### Excerpt provided
┌──

It’s a magic trick. It’s really cool. But what you don’t want to do is see that home lose value over the course of 30 years. It’s really hard to know what’s going to happen in a neighborhood 30 years time. And so the federal government says, we’re only going to give these loans where you impose zoning and you impose racial covenants. Without those two things, we won’t loan to you. And so this is the second step, is that-

Nick Hanauer :

With racial covenants?

Yoni Appelbaum:

Yeah. It’s an explicit requirement from the Federal Housing Administration. They say you can’t change the racial character of the neighborhood. Covenants need to guard against that.

Goldy:

We know this, Nick. We had that conversation with Dorothy Brown.

Nick Hanauer :

Yeah. Yeah, yeah, I forgot that it was the federal government.

Goldy:

When a neighborhood turns, when you get a certain percentage of African-Americans in it, property values start going down.

Nick Hanauer :

Yeah. It’s why it’s [inaudible 00:21:32].

Yoni Appelbaum:

Yeah. They’re worried about the losses. Yeah, that’s exactly right. And they’re redlining it, right? They draw these maps and they say, these neighborhoods we won’t loan to. And so what you get is, unfortunately, the New Deals sort of takes these rules nationwide. And even that doesn’t stop Americans from moving, right? If your image of the 1950s and ’60s, it’s on the road, right? Everyone is going places. It doesn’t totally shut it down yet, although it is widening the gaps. And it really breaks in the 1970s. And what happens is that a lot of liberal reformers are looking at the fruits of the New Deal, and New Deal does a lot of good, but they’re worried that big business is capturing the government. And they’re right to be worried, right? So, Rachel Carson is writing Silent Spring. The environmental regulators are asleep at the switch. Ralph Nader is writing Unsafe at Any Speed that the automotive highway regulators are not doing their jobs.

└──

### Collected material
┌──

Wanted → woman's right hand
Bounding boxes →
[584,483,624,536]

└──

### What this exercise asks
A – Return everything in the housing policy transcript from "We know this, Nick." down to "start going down.".
B – In the housing policy transcript, which federal agency is said to have made racial covenants an explicit requirement?
C – Continue the housing policy transcript, starting after its last sentence.

### Results for each task
A –
We know this, Nick. We had that conversation with Dorothy Brown.

Nick Hanauer :

Yeah. Yeah, yeah, I forgot that it was the federal government.

Goldy:

When a neighborhood turns, when you get a certain percentage of African-Americans in it, property values start going down.

B – The Federal Housing Administration.

C –
Yoni Appelbaum:

And they want the public to be able to check private interests. They want the public to come in and challenge government rules so that if the government is not enforcing the public interest. I should have the right to file a lawsuit and say, “Hey, you’re a regulator. Do your job. Don’t let these people get away with it.” But what you’re doing is you’re distributing a veto to every individual who can file a lawsuit. Anyone with enough time, money, and resources can now challenge a government decision. And this is a set of legal changes in the 1970s. And what that does is it takes the first two things which have made every possible building in America subject to government approval. And then you let anyone who’s rich enough block the government approval. And when you put those two things together, you get something really powerful. For the first time in American history, it becomes almost impossible to build.

Nick Hanauer :

Right. Certainly in some places.

Yoni Appelbaum:

You can still build in red states where there tends to be a little bit more emphasis on the rights of private property. They’re not doing this because they’re chasing diversity or aspirational mobility. But that wards us off to some extent. The data here is a little uncomfortable. Every 10 points more California city votes for Democrats, the number of housing permits it drops, drops by 20%.

Nick Hanauer :

Wow. That’s incredible.

Yoni Appelbaum:

And Democrats are killing themselves this way because the population in America is shifting to the red where the housing’s cheap.

Goldy:

Until they can’t afford insurance.

Yoni Appelbaum:

There are some wrinkles here, and the jobs aren’t in the red states. It’s blue cities that are growing fast. But people for the first time in American history, instead of moving where the jobs are, they’re moving where the houses are cheap.

Goldy:

I brought up Dorothy Brown a little earlier, and one of the points she makes in her book, the Whiteness of Wealth is that home ownership isn’t usually a great investment for African-American families because they either have to live in overwhelmingly white neighborhoods and live with everything that goes with, or they live in mixed neighborhoods, black neighborhoods where there isn’t much appreciation.

Goldy:

I’m wondering whether home ownership isn’t such a great deal for everybody or for a lot more people than we think, how much this emphasis on home ownership in the United States, just home ownership itself is part of the problem because it inevitably creates more friction and makes it … It’s stickier. It makes you stuck. It’s harder to move when you own a home. It’s much more expensive.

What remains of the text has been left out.